* **Work request 1**
Please return the passage of the article on acid mine drainage starting at "FIGHTING ACID MINE" and ending at "the Thiobacillus bacteria.".
* **Work request 2**
Answer these questions from the article on acid mine drainage:
(a) Which bacterium does it name as the real cause of acid rock drainage?
(b) What acid does that bacterium produce?
(c) What three traditional treatments does it list?

* **Text segment**

FIGHTING ACID MINE DRAINAGE
Environmental article by Harold Hough
Louis Pasteur and Alexander Fleming aren’t considered mining pioneers, but in reality, their medical contributions are helping us better understand and control acid rock drainage (ARD). That’s because more and more miners are looking at the problem of ARD not solely as a mining problem, but as an infection. By addressing the problem this way, mines may be able to drastically reduce acid drainage instead of treating water decades after the mine has closed.
Although many blame mining for ARD, the real fault belongs to a lowly bacteria called Thiobacillus ferrooxidans, which oxidizes pyriates and sulfide ores while producing sulfuric acid. In reality, all the mine does is bring more “food” to the surface. In that regard, the mine is suffering from an infection from the Thiobacillus bacteria.
Traditional treatment of ARD has been as backwards at many medical treatments of the Dark Ages. Instead of combating the problem directly, mines have treated the symptoms, which often included treating the drainage before it entered the water supply. These included lime neutralization, carbonate neutralization, and ion exchange. In that regard, it was like treating someone with a high temperature by just bathing them in ice water.

* **Saved data entries**
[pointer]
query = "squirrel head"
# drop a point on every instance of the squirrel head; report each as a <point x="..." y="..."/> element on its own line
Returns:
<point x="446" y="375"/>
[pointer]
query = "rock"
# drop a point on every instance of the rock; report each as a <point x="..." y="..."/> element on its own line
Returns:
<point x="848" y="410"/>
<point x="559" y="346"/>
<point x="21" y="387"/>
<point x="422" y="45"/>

* **Result 1**
FIGHTING ACID MINE DRAINAGE
Environmental article by Harold Hough
Louis Pasteur and Alexander Fleming aren’t considered mining pioneers, but in reality, their medical contributions are helping us better understand and control acid rock drainage (ARD). That’s because more and more miners are looking at the problem of ARD not solely as a mining problem, but as an infection. By addressing the problem this way, mines may be able to drastically reduce acid drainage instead of treating water decades after the mine has closed.
Although many blame mining for ARD, the real fault belongs to a lowly bacteria called Thiobacillus ferrooxidans, which oxidizes pyriates and sulfide ores while producing sulfuric acid. In reality, all the mine does is bring more “food” to the surface. In that regard, the mine is suffering from an infection from the Thiobacillus bacteria.

* **Result 2**
(a) Thiobacillus ferrooxidans
(b) Sulfuric acid
(c) Lime neutralization, carbonate neutralization, and ion exchange